--- Start Provided information ---

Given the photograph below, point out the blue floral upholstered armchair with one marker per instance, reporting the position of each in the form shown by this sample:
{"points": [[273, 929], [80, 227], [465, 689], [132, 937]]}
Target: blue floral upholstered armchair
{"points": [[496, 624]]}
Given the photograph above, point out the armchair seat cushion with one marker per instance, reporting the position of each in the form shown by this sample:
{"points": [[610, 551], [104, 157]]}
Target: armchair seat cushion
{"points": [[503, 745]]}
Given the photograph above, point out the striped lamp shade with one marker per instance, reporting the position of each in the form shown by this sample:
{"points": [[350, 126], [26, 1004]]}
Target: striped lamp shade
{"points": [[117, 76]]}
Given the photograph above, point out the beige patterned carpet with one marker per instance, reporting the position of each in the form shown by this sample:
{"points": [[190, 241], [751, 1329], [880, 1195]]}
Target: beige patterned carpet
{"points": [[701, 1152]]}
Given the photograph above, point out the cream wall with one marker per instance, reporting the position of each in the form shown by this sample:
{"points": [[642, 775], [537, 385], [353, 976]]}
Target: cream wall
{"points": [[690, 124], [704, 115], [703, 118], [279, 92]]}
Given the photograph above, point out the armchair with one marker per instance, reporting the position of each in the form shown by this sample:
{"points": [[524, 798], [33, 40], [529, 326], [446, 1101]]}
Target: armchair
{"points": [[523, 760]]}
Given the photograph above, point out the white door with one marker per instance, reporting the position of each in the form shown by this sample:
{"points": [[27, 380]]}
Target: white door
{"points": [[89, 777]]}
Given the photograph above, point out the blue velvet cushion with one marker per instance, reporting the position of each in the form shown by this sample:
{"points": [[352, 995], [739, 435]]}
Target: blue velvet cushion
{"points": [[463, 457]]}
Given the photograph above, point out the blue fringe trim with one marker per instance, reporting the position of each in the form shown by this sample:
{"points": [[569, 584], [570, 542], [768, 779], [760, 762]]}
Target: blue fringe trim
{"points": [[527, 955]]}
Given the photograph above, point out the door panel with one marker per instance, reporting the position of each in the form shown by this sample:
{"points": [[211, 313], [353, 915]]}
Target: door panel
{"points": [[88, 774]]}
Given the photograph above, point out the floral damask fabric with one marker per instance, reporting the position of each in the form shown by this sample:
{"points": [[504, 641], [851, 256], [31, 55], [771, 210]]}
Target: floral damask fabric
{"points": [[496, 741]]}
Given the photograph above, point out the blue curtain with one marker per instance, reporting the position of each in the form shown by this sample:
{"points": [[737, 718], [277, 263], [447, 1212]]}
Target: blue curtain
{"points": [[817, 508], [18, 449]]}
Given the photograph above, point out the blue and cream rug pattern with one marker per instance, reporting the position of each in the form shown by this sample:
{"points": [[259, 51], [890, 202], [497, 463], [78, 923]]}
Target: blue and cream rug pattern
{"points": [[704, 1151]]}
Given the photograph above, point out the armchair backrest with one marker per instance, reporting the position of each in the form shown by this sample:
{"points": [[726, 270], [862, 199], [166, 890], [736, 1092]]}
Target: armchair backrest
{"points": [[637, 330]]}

--- End Provided information ---

**Work to be completed**
Return the listing above in its exact form.

**Response to the task**
Given the photograph below, point out the blue floral upholstered armchair with one marker per instance, reporting the position of each in the form shown by this sample:
{"points": [[273, 929], [80, 227], [465, 689], [132, 937]]}
Target: blue floral upholstered armchair
{"points": [[496, 624]]}
Given the photograph above, point out the armchair seat cushion with one marker per instance, reporting the position of each in the form shown by this sample:
{"points": [[610, 551], [104, 157]]}
Target: armchair seat cushion
{"points": [[503, 745]]}
Given the photograph above, point out the striped lamp shade with one marker per instance, reporting the position of each in the form shown by this sample:
{"points": [[350, 126], [26, 1004]]}
Target: striped lamp shade
{"points": [[117, 76]]}
Given the photograph above, point out the beige patterned carpet with one marker per instance, reporting the position of each in the form shown by this sample:
{"points": [[190, 241], [751, 1329], [880, 1195]]}
Target: beige patterned carpet
{"points": [[701, 1152]]}
Given the photograph above, point out the cream wall with one marker per instance, reporting the position of each in the form shown by this sample:
{"points": [[642, 775], [537, 385], [353, 976]]}
Target: cream wall
{"points": [[690, 124], [704, 115], [703, 118], [279, 92]]}
Given the photograph above, point out the armchair with one marker per instance, reporting the position of each in the form shown by this sample:
{"points": [[524, 798], [33, 40], [529, 326], [446, 1101]]}
Target: armchair
{"points": [[523, 760]]}
Given the photograph above, point out the white door with one marker per instance, reporting the position of each in the form shown by this sample:
{"points": [[27, 380]]}
Target: white door
{"points": [[89, 777]]}
Given the photograph above, point out the blue velvet cushion with one marker per instance, reporting the position of each in the form shown by this sample:
{"points": [[352, 995], [739, 435]]}
Target: blue velvet cushion
{"points": [[463, 457]]}
Given the photograph above, point out the blue fringe trim with one marker per instance, reporting the position of each in the form shown by this sample:
{"points": [[569, 584], [570, 542], [768, 779], [760, 762]]}
Target: blue fringe trim
{"points": [[527, 955]]}
Given the photograph above, point out the door panel with one marker per instance, reporting the position of each in the form shown by this sample:
{"points": [[211, 313], [353, 915]]}
Target: door panel
{"points": [[88, 774]]}
Given the photograph above, point out the floral damask fabric with one marker per instance, reporting the position of each in the form shown by this sample:
{"points": [[504, 641], [851, 256], [31, 55], [771, 210]]}
Target: floral damask fabric
{"points": [[496, 741]]}
Given the photograph above, point out the blue curtain with one marker per instance, reporting the position of each in the form shown by this sample:
{"points": [[737, 718], [277, 263], [447, 1212]]}
Target: blue curtain
{"points": [[817, 508], [18, 449]]}
Given the photograph above, point out the blue and cream rug pattern with one marker per instance, reporting the position of each in the form shown by this sample:
{"points": [[259, 51], [890, 202], [497, 463], [78, 923]]}
Target: blue and cream rug pattern
{"points": [[704, 1151]]}
Given the photograph above, point out the armchair backrest with one marker per instance, reporting the position of each in the form shown by this sample:
{"points": [[726, 270], [862, 199], [166, 890], [736, 1092]]}
Target: armchair backrest
{"points": [[637, 330]]}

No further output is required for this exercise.